Отрывок =>
========================================================================

Так замыкается этика любви к дальнему с удивительно сильною и смелою последовательностью. Верховною моральною инстанцией объявляется нечто «дальнее» в самом резком смысле этого слова, нечто бесконечно удаленное от всех субъективных интересов каких-либо «ближних» — именно осуществление культурного типа, воплощающего в себе объективную моральную красоту. Как это хорошо разъяснил Зиммель в своем этюде о Ницше, отличительным моральным свойством «сверхчеловека», едва ли не исчерпывающим все содержание этого образа, служит нравственный характер «благородства». Но благородство есть, как это показал сам Зиммель [100], та находящаяся на рубеже между областями этической и эстетической оценки черта, которая характеризуется именно полным отсутствием в ней всего утилитарного, полною своею удаленностью и изолированностью от всего обыденного, практически полезного и ординарного. Таким образом, благородство натуры в широком смысле означает едва ли что иное, как прирожденную высокую, т. е. превышающую обычный уровень, ступень духовного развития человека, на которой все его инстинктивные, личные, субъективные вкусы и влечения проникнуты и одухотворены глубокими природными моральными свойствами. Благородство есть синоним возвышенности, а эта возвышенность, высота над средним уровнем духовного развития и исчерпывают собою сущность сверхчеловека.

========================================================================

Порядок работы =>
Напишите продолжение отрывка об этике любви к дальнему и благородстве сверхчеловека. Записи, которые идут дальше, никак не связаны с отрывком.

Данные для анализа =>
========================================================================

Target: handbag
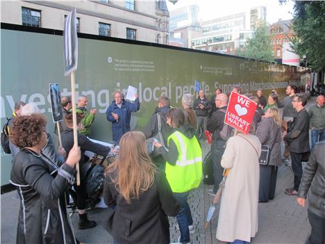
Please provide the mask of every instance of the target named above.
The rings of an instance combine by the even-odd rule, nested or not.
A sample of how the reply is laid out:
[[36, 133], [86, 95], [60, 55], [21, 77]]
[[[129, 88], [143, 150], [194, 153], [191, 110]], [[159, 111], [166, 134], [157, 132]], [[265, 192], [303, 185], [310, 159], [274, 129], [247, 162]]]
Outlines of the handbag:
[[153, 145], [155, 140], [158, 140], [163, 147], [165, 147], [164, 138], [162, 138], [162, 134], [161, 133], [161, 120], [160, 115], [159, 113], [157, 113], [157, 122], [158, 127], [158, 131], [157, 134], [146, 140], [147, 149], [148, 150], [148, 154], [151, 158], [156, 157], [158, 155], [160, 155], [160, 151], [159, 149]]
[[206, 185], [214, 185], [215, 178], [213, 177], [213, 161], [211, 151], [204, 157], [202, 165], [202, 173], [203, 176], [203, 181]]
[[278, 131], [276, 131], [276, 136], [274, 138], [274, 140], [273, 141], [271, 148], [266, 145], [262, 145], [260, 158], [258, 159], [258, 162], [261, 165], [267, 165], [269, 164], [269, 158], [271, 156], [271, 152], [272, 152], [273, 147], [274, 147], [275, 142], [278, 138], [278, 131], [279, 130], [278, 129]]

========================================================================

Место для ответа =>
Мы встречаемся здесь снова с автономностью или, если нам позволено будет так выразиться, имманентностью моральной ценности в этической системе Ницше. Моральные усилия людей и культурный прогресс человечества не являются средством к чему-то постороннему и чуждому, даже противоположному им, именно к человеческому счастию, к удовлетворению субъективных, внеморальных побуждений: смысл и значение добра и совершенствования лежит в них самих же, в развитии моральной природы человека, в достижении все более высоких ступеней духовного развития. Читатель помнит, вероятно, одно из пессимистических стихотворений Надсона, в котором выражено разочарование, имеющее овладеть всеми борцами за идеал при полном осуществлении их стремлений. Что будет достигнуто этим осуществлением? Поэт отвечает: «пир животного, сытого чувства!» и с горечью прибавляет: «жалкий, пошлый итог! каждый честный боец не отдаст за него свой терновый венец!»{97} Здесь наглядно выражена внутренняя противоречивость утилитаризма и эвдемонизма: если сытость и благополучие рассматриваются не как необходимая ступень к дальнейшим усилиям человечества и не просто как первое и законное требование всякого голодного человека, а как конечный идеал, то этот конечный идеал по своей моральной природе прямо противоположен всему, что нравственно ценно в средствах его осуществления. Духовная чистота и высота, героизм, отсутствие своекорыстных побуждений являются в этике утилитаризма как бы лишь механическим средством, которое пускается в ход для достижения человеческого благополучия, но становится ненужным и, как таковое, отбрасывается в сторону в самый момент достижения цели. Терновые венцы заменяются лаврами и розами, герои и борцы не нужны более — наступает царство безмятежного счастия и наслаждения [101].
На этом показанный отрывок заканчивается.